Quote the records beneath, complete and exact. Leave out images.

# # #

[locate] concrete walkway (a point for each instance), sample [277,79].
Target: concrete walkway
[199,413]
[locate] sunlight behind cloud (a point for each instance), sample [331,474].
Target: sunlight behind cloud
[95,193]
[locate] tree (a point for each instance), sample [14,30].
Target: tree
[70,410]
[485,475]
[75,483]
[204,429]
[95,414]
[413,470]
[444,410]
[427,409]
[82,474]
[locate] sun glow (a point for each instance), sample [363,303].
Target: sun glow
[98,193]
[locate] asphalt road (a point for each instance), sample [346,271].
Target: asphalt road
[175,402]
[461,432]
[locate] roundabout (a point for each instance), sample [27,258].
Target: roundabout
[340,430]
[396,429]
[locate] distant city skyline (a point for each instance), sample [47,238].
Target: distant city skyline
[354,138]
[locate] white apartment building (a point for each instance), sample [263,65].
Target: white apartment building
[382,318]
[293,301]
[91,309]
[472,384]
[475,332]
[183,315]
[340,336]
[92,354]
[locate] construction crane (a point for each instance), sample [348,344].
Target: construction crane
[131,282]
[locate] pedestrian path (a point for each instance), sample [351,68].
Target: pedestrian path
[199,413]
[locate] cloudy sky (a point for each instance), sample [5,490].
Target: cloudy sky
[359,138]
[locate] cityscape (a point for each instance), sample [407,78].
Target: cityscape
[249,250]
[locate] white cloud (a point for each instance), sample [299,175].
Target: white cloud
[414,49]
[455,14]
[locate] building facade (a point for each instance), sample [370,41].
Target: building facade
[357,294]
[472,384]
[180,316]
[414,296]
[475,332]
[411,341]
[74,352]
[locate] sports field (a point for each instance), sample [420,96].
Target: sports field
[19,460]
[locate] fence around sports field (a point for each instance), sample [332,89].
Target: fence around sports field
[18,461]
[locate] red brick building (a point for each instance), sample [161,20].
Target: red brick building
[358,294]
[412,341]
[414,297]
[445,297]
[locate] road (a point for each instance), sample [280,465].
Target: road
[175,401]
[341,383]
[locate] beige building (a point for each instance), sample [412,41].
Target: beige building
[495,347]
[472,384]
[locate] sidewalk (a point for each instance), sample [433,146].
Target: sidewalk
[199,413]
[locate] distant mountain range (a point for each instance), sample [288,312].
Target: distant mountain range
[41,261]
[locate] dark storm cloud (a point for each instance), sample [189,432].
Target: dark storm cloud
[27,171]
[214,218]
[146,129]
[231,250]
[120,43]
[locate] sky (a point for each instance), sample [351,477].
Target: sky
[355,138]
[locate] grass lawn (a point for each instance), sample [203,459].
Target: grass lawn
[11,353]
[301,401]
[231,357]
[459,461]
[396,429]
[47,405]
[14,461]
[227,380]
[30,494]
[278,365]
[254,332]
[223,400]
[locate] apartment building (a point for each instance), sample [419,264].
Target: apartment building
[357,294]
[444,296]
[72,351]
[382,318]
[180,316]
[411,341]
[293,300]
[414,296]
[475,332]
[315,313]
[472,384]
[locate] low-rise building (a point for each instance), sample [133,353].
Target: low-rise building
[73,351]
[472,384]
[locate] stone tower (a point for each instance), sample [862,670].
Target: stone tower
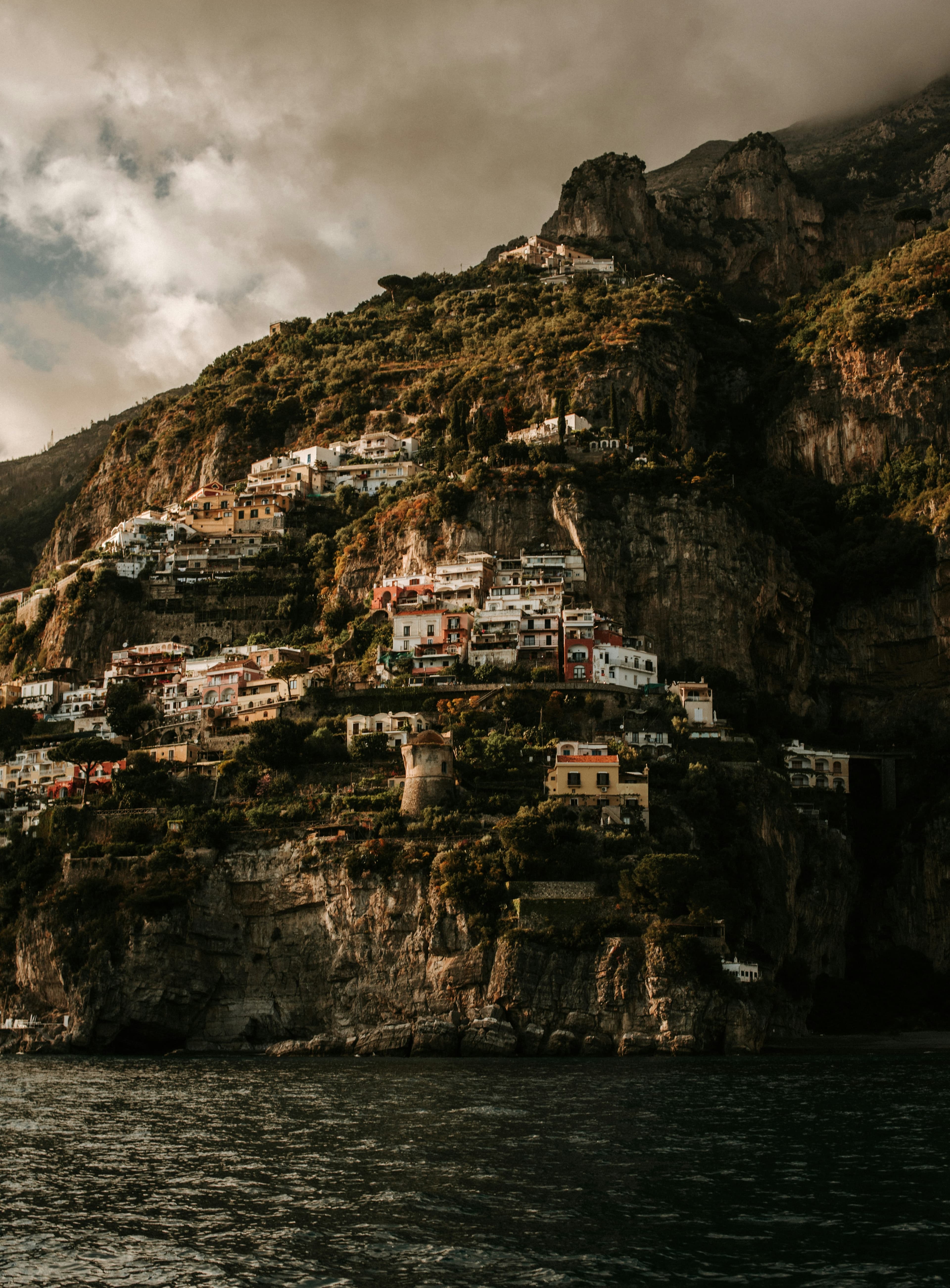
[430,772]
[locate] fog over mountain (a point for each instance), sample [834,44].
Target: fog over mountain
[173,180]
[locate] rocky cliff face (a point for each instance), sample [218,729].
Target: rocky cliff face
[864,401]
[707,585]
[767,214]
[748,226]
[606,201]
[280,946]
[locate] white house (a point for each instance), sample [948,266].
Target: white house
[372,477]
[398,726]
[809,767]
[547,429]
[747,973]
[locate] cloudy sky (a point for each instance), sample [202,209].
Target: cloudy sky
[174,177]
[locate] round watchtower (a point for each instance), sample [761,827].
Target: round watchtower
[430,772]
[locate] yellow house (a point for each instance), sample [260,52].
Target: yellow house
[212,511]
[176,753]
[597,781]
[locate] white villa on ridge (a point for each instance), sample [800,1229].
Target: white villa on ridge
[398,726]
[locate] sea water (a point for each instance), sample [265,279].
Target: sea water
[785,1170]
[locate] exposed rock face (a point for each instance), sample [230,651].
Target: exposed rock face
[606,201]
[748,225]
[868,400]
[280,948]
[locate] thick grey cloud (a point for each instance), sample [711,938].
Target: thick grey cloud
[176,177]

# # #

◆ In response
[locate] concrete walkway (a point for each instance), sample [277,79].
Target: concrete walkway
[199,413]
[locate] sunlight behind cloud (a point for each instance), sample [331,474].
Target: sunlight behind cloud
[95,193]
[locate] tree (a point for each instance), sample [14,30].
Target: tree
[70,410]
[485,475]
[75,483]
[204,429]
[95,414]
[413,470]
[444,410]
[427,409]
[82,474]
[locate] sun glow (a point for each instance), sample [363,303].
Target: sun glow
[98,193]
[locate] asphalt road (a point for each instance), sample [346,271].
Target: asphalt road
[175,402]
[461,432]
[locate] roundabout (a point for each instance), sample [27,258].
Target: roundabout
[340,430]
[396,429]
[locate] distant city skyline (a point for each instance), sample [47,238].
Target: distant city skyline
[354,138]
[locate] white apartment building (a point for each instance), sample [263,65].
Target: white apartment building
[382,318]
[293,301]
[91,309]
[472,384]
[475,332]
[183,315]
[340,336]
[92,354]
[locate] construction crane (a point for each instance), sample [348,344].
Target: construction crane
[131,282]
[locate] pedestrian path (a point for each instance), sample [351,68].
Target: pedestrian path
[199,413]
[locate] cloudy sky (a point for each instance), sample [5,490].
Target: cloudy sky
[359,138]
[locate] cityscape (a point for each instance), sample [407,78].
Target: cityscape
[249,250]
[locate] white cloud (a point for each instance), sample [299,175].
Target: white cloud
[414,49]
[455,14]
[locate] building facade (a point for each instance), sample [370,41].
Target: building facade
[357,294]
[472,384]
[180,316]
[414,296]
[475,332]
[411,341]
[74,352]
[locate] sports field (a point for each instance), sample [420,96].
Target: sports field
[19,460]
[locate] fence around sports field (a point for each instance), sample [332,89].
Target: fence around sports field
[18,461]
[locate] red brick building (a point for each instance), sample [161,20].
Target: red brick building
[358,294]
[412,341]
[414,297]
[445,297]
[locate] road (a point for each instance), sample [280,465].
Target: road
[175,401]
[341,383]
[locate] beige building (a point for each instance), sample [412,41].
Target: beige building
[495,347]
[472,384]
[locate] sidewalk (a point for each instance), sample [433,146].
Target: sidewalk
[199,413]
[locate] distant mountain range (a point for each instance), sample [288,312].
Target: distant mountain range
[41,261]
[locate] dark storm cloud (a point for each instance), sample [189,432].
Target: dark storm cloud
[27,171]
[214,218]
[146,129]
[231,250]
[120,43]
[locate] sky (a point for each instance), sample [351,477].
Target: sky
[355,138]
[locate] grass lawn (a point for each instance), sample [203,459].
Target: grass lawn
[11,353]
[301,401]
[231,357]
[459,461]
[396,429]
[47,405]
[14,461]
[227,380]
[30,494]
[278,365]
[254,332]
[223,400]
[locate] apartment building (a point for each instance), sample [419,264].
Target: apartment building
[357,294]
[444,296]
[72,351]
[382,318]
[180,316]
[411,341]
[293,300]
[414,296]
[475,332]
[315,313]
[472,384]
[locate] low-rise building (a point for each instance), sample [133,353].
Target: low-rise building
[73,351]
[472,384]
[locate] stone tower (a point for each instance), sample [862,670].
Target: stone tower
[430,772]
[locate] fog over mountain (a point for each instance), sample [834,44].
Target: fog over mountain
[173,180]
[locate] rocky cliff face (a point for each instance), sample [218,729].
Target: rocky cliff face
[864,401]
[707,585]
[767,214]
[748,226]
[606,201]
[280,946]
[locate] white house (a point for each instance), sample [948,266].
Target: white house
[372,477]
[398,726]
[809,767]
[547,429]
[747,973]
[locate] cloudy sky (a point for each instance), sample [202,209].
Target: cloudy sky
[174,177]
[locate] round watchtower (a point for each instance), sample [761,827].
Target: round watchtower
[430,772]
[locate] yellow house (a point for each instance), sample [260,52].
Target: yellow house
[212,511]
[176,753]
[597,781]
[locate] white villa on ridge (a point for each instance), sample [800,1229].
Target: white villa on ridge
[398,726]
[locate] sea water (a point for each instance), sample [265,279].
Target: sea water
[785,1170]
[locate] exposed rock face (a point for each instance), sample [230,651].
Target: exposed rock face
[606,201]
[748,225]
[868,400]
[280,948]
[locate] thick grey cloud (a point for each instance), sample [711,938].
Target: thick grey cloud
[176,177]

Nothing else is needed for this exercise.